[Records from a collection]
* * * * * * * * *
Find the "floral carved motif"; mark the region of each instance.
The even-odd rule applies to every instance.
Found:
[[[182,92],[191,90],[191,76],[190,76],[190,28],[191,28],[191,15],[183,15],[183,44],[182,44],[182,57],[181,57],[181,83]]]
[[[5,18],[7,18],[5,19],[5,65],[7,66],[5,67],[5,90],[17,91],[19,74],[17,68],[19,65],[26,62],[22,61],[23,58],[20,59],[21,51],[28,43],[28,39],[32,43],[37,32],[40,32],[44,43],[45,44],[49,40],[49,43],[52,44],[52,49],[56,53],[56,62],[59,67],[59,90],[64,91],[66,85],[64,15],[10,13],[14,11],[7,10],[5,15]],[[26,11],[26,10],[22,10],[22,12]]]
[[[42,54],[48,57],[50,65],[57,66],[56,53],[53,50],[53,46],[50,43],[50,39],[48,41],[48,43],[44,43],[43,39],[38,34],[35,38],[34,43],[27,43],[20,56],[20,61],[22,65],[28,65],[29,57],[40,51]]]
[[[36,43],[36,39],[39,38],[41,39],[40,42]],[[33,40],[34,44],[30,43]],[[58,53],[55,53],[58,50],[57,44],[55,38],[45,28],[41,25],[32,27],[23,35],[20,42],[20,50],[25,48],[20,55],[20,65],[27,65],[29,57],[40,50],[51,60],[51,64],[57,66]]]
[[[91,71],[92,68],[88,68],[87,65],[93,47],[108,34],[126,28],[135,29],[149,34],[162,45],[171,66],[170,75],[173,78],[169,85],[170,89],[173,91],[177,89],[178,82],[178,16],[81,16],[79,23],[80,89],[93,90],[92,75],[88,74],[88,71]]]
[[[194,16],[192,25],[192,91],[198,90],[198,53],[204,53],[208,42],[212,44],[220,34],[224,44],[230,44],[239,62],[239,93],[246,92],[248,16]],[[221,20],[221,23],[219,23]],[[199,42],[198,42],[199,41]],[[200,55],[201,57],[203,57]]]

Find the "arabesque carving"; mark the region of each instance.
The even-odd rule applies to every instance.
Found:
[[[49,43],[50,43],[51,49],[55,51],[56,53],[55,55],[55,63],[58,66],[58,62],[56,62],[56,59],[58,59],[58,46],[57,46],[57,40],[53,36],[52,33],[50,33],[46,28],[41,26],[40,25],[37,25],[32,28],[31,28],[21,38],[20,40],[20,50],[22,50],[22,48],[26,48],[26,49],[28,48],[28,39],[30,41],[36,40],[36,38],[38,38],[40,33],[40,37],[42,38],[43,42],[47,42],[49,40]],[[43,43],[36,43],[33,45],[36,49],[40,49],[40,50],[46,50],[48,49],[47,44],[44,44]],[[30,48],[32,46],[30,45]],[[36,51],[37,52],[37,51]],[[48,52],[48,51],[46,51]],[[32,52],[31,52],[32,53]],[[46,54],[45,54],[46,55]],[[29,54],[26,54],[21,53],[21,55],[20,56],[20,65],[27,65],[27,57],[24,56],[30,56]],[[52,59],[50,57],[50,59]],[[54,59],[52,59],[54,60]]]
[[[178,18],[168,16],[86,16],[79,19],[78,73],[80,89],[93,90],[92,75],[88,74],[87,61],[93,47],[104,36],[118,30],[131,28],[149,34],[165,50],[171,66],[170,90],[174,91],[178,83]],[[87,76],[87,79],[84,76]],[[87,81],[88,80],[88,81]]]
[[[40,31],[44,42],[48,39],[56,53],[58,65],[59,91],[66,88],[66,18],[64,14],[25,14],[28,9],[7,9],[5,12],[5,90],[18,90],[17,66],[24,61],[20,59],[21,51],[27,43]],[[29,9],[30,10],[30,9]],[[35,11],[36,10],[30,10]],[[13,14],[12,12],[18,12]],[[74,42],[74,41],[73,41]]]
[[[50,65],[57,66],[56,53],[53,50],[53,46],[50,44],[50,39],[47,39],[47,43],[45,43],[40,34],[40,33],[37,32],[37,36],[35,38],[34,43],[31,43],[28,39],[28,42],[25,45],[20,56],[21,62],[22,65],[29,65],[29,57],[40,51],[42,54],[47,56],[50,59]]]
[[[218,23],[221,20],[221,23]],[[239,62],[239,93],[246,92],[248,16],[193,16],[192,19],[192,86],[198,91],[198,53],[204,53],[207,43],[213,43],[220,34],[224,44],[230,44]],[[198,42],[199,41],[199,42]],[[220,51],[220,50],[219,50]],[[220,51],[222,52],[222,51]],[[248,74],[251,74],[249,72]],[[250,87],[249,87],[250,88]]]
* * * * * * * * *
To do: Write out every record, exactly as written.

In response:
Find the "floral carved motif"; mark the region of each instance.
The even-odd rule applies to every instance.
Found:
[[[182,92],[191,90],[191,76],[190,76],[190,28],[191,28],[191,15],[183,15],[183,44],[182,44],[182,57],[181,57],[181,83]]]
[[[5,18],[7,18],[5,19],[5,65],[7,66],[5,67],[5,90],[17,91],[19,74],[17,68],[19,65],[26,62],[22,61],[23,58],[20,59],[21,51],[28,43],[28,39],[32,43],[37,32],[40,32],[44,43],[45,44],[49,40],[49,43],[52,44],[52,49],[56,53],[56,62],[59,67],[59,90],[64,91],[66,85],[64,15],[10,13],[14,11],[7,10],[5,15]],[[26,11],[26,10],[22,10],[22,12]]]
[[[42,54],[48,57],[50,65],[57,66],[56,53],[53,50],[53,46],[50,43],[50,39],[48,41],[48,43],[44,43],[43,39],[38,34],[35,38],[34,43],[27,43],[20,56],[20,61],[22,65],[28,65],[29,57],[40,51]]]
[[[36,43],[36,39],[39,38],[41,39],[40,42]],[[33,40],[34,44],[30,43]],[[58,53],[55,53],[58,50],[57,44],[55,38],[45,28],[41,25],[32,27],[23,35],[20,42],[20,50],[25,48],[20,55],[20,65],[27,65],[29,57],[40,50],[51,60],[51,64],[57,66]]]
[[[91,71],[92,68],[88,68],[87,65],[93,47],[108,34],[126,28],[135,29],[149,34],[162,45],[171,66],[170,75],[173,78],[169,85],[170,89],[173,91],[177,89],[178,82],[178,16],[81,16],[79,23],[80,89],[93,90],[92,75],[88,74],[88,71]]]
[[[194,16],[192,25],[192,91],[198,90],[198,53],[204,53],[208,42],[212,44],[220,34],[224,44],[230,44],[239,62],[239,93],[246,92],[248,16]],[[221,20],[221,23],[219,23]],[[199,42],[198,42],[199,41]],[[200,55],[201,57],[203,57]]]

Find the "arabesque carving"; mark the region of each instance.
The even-odd rule applies to every instance.
Found:
[[[49,43],[50,43],[51,49],[55,51],[56,53],[55,55],[55,63],[58,66],[58,62],[56,62],[56,59],[58,59],[58,46],[57,46],[57,40],[53,36],[52,33],[50,33],[46,28],[41,26],[40,25],[37,25],[32,28],[31,28],[21,38],[20,40],[20,50],[22,50],[22,48],[26,48],[26,49],[28,48],[28,39],[30,41],[36,40],[36,38],[38,38],[40,33],[40,37],[42,38],[43,42],[47,42],[49,40]],[[43,43],[36,43],[33,45],[36,49],[40,49],[40,50],[46,50],[48,49],[47,44],[44,44]],[[30,48],[32,46],[30,45]],[[36,51],[37,52],[37,51]],[[48,52],[48,51],[46,51]],[[32,52],[31,52],[32,53]],[[46,54],[45,54],[46,55]],[[29,54],[26,54],[21,53],[21,55],[20,56],[20,65],[27,65],[27,57],[24,56],[30,56]],[[52,59],[50,57],[50,59]],[[54,59],[52,59],[54,60]]]
[[[178,18],[168,16],[86,16],[79,19],[78,73],[80,89],[93,90],[92,75],[88,74],[87,61],[93,47],[104,36],[118,30],[131,28],[149,34],[165,50],[171,66],[170,90],[174,91],[178,83]],[[87,76],[87,79],[84,76]],[[87,81],[88,80],[88,81]]]
[[[40,31],[44,42],[48,39],[56,53],[58,65],[59,91],[66,88],[66,18],[64,14],[25,14],[28,9],[7,9],[5,12],[5,90],[18,90],[17,66],[24,61],[20,59],[21,51],[27,43]],[[29,9],[30,10],[30,9]],[[35,11],[36,10],[30,10]],[[13,14],[12,12],[18,12]],[[74,42],[74,41],[73,41]]]
[[[50,65],[57,66],[56,53],[53,50],[53,46],[50,44],[50,39],[47,39],[47,43],[45,43],[40,34],[40,33],[37,32],[37,36],[35,38],[34,43],[31,43],[28,39],[28,42],[25,45],[20,56],[21,62],[22,65],[29,65],[29,57],[40,51],[42,54],[47,56],[50,59]]]
[[[218,23],[221,20],[221,23]],[[239,62],[239,93],[246,92],[248,16],[193,16],[192,19],[192,86],[198,91],[198,53],[204,53],[207,43],[213,43],[220,34],[224,44],[230,44]],[[198,42],[199,41],[199,42]],[[220,51],[220,50],[219,50]],[[220,51],[222,52],[222,51]],[[248,74],[251,74],[249,72]],[[250,87],[249,87],[250,88]]]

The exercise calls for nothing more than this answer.